» TAREFAS A REALIZAR:
1. Com base no texto sobre a autonomia, responda às seguintes perguntas:
(a) De que concepção de explicação poderia o libertista acusar quem não aceita a compreensão do que o agente teria podido fazer como explicação básica da acção?
(b) Que duas coisas acontecem no momento em que nos vemos do exterior como pedaços do mundo?
(c) Que capacidade é apontada como a fonte da perturbação?
2. Prossiga o texto sobre a autonomia e o ponto de vista objectivo a partir da sua última frase, mantendo o mesmo registo argumentativo.

» TEXTO DE LEITURA:
Como último recurso, o libertista poderia afirmar que quem não aceita uma compreensão do que eu teria podido fazer como uma explicação básica da acção é vítima de uma concepção muito limitada do que uma explicação é — uma concepção fechada no ponto de vista objectivo que, por esse motivo, supõe como verdadeiro o que se pretende demonstrar contra o conceito de autonomia. Mas o libertista precisa de uma resposta melhor do que essa. Por que razão não serão essas explicações subjectivas autónomas meras descrições do modo como pareceu ao agente — antes, durante e depois — fazer o que fez? Por que razão serão elas algo mais do que impressões? Claro que são, no mínimo, impressões, mas tomamo-las como impressões de algo, algo cuja realidade não é garantida pela impressão. Não sendo eu capaz de dizer o que esse algo é, e considerando, ao mesmo tempo, muito perturbadora a possibilidade da sua ausência, estou num beco sem saída.

Tenho de concluir que o que queremos é qualquer coisa impossível, e que o desejo dela é suscitado precisamente pela mesma visão objectiva de nós mesmos que revela tal coisa ser impossível. No momento em que nos vemos do exterior como pedaços do mundo, duas coisas acontecem: já não nos satisfazemos na acção com menos do que a intervenção no mundo a partir do exterior; e vemos claramente que isso não tem sentido. A própria capacidade que é a fonte da perturbação — a nossa capacidade de nos vermos do exterior — apoia as nossas aspirações à autonomia, dando-nos a consciência de que devemos ser capazes de nos abarcar completamente, e assim tornarmo-nos a fonte absoluta do que fazemos. Em todo o caso, não nos satisfaremos com menos.

» Registos de um conjunto de dados:
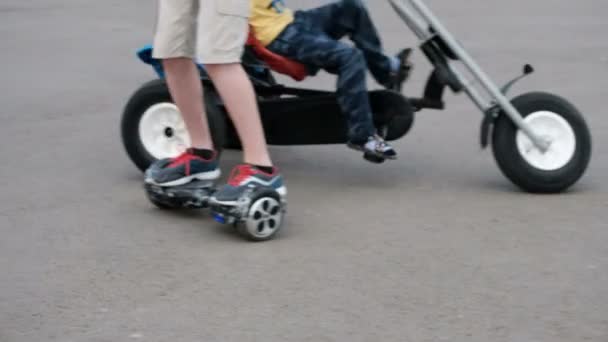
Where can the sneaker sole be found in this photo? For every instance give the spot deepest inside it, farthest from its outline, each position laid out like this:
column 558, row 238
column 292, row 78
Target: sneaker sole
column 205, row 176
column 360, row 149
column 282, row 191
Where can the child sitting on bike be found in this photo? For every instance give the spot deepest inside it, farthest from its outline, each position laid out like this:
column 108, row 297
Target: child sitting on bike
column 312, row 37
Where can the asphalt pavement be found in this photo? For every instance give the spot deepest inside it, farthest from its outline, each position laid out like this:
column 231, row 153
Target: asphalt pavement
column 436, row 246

...

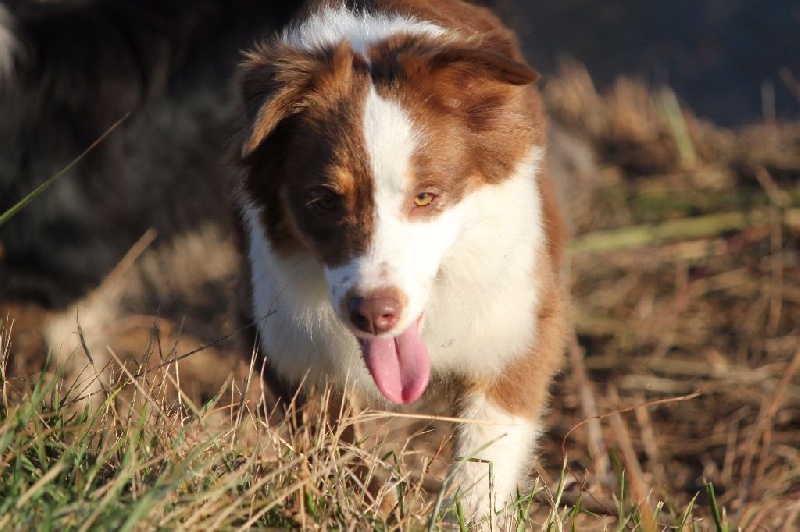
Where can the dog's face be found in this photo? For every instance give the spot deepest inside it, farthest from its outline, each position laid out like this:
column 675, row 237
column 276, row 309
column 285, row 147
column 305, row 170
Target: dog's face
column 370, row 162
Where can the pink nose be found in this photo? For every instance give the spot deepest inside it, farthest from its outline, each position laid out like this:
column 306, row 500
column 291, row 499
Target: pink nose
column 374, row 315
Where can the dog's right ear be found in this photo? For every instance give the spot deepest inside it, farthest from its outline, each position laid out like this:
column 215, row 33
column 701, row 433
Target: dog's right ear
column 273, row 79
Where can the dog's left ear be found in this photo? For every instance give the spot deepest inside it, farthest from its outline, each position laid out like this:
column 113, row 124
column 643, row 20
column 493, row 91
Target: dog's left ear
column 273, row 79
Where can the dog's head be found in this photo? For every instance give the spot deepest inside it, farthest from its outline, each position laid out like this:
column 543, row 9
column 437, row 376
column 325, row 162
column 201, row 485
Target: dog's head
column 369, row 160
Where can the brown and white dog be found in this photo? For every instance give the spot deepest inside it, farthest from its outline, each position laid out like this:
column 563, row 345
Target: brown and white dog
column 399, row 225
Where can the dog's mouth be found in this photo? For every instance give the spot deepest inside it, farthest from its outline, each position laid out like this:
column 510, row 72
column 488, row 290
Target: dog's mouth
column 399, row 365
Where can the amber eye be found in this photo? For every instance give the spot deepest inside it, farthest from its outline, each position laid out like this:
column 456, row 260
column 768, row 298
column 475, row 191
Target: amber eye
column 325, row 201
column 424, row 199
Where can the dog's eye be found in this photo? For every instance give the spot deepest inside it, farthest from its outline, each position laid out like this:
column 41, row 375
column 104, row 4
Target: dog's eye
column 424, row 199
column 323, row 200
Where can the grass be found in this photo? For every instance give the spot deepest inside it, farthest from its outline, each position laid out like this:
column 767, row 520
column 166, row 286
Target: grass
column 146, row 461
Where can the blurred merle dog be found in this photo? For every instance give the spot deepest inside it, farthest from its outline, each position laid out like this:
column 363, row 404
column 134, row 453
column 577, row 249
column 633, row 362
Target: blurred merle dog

» RESPOSTAS ÀS TAREFAS:
1.
(a) De uma concepção muito limitada do que uma explicação é, fechada no ponto de vista objectivo, que por isso supõe como verdadeiro o que se pretende demonstrar contra o conceito de autonomia.
(b) Deixamos de nos satisfazer na acção com menos do que a intervenção no mundo a partir do exterior, e vemos claramente que isso não tem sentido.
(c) A nossa capacidade de nos vermos do exterior.

2.
Quando agimos, não estamos alheados do conhecimento de nós mesmos que é revelado pelo ponto de vista exterior, desde que possamos ocupá-lo. Afinal, é o nosso ponto de vista, tanto quanto o interior o é; e, se o tomamos, não podemos deixar de procurar incluir seja o que for que ele nos revele numa nova e alargada base de acção. Agimos, se possível, na base da mais completa visão das circunstâncias da acção que pudermos alcançar, e isto inclui uma visão tão completa de nós mesmos quanto pudermos alcançar. Não que queiramos ser paralisados pela autoconsciência. Mas não podemos contemplar-nos, na acção, como subordinados a uma perspectiva exterior de nós mesmos, porque subordinamos automaticamente a perspectiva exterior aos objectivos da nossa acção. Sentimos que, agindo, devemos ser capazes de determinar não só as nossas escolhas, mas também as condições interiores dessas escolhas, por muito que nos afastemos em direcção ao exterior de nós mesmos.

Assim, o ponto de vista exterior oferece a esperança de genuína autonomia e, simultaneamente, tira-a. Aumentando a nossa objectividade e autoconsciência, parecemos adquirir controlo acrescido sobre o que vai influenciar as nossas acções e, assim, tomar as nossas vidas nas nossas próprias mãos. No entanto, o objectivo lógico dessas ambições é incoerente, pois para sermos realmente livres teríamos de agir a partir de um ponto de vista completamente exterior a nós mesmos, escolhendo tudo acerca de nós mesmos, incluindo todos os nossos princípios de escolha — criando-nos a nós mesmos a partir do nada, por assim dizer.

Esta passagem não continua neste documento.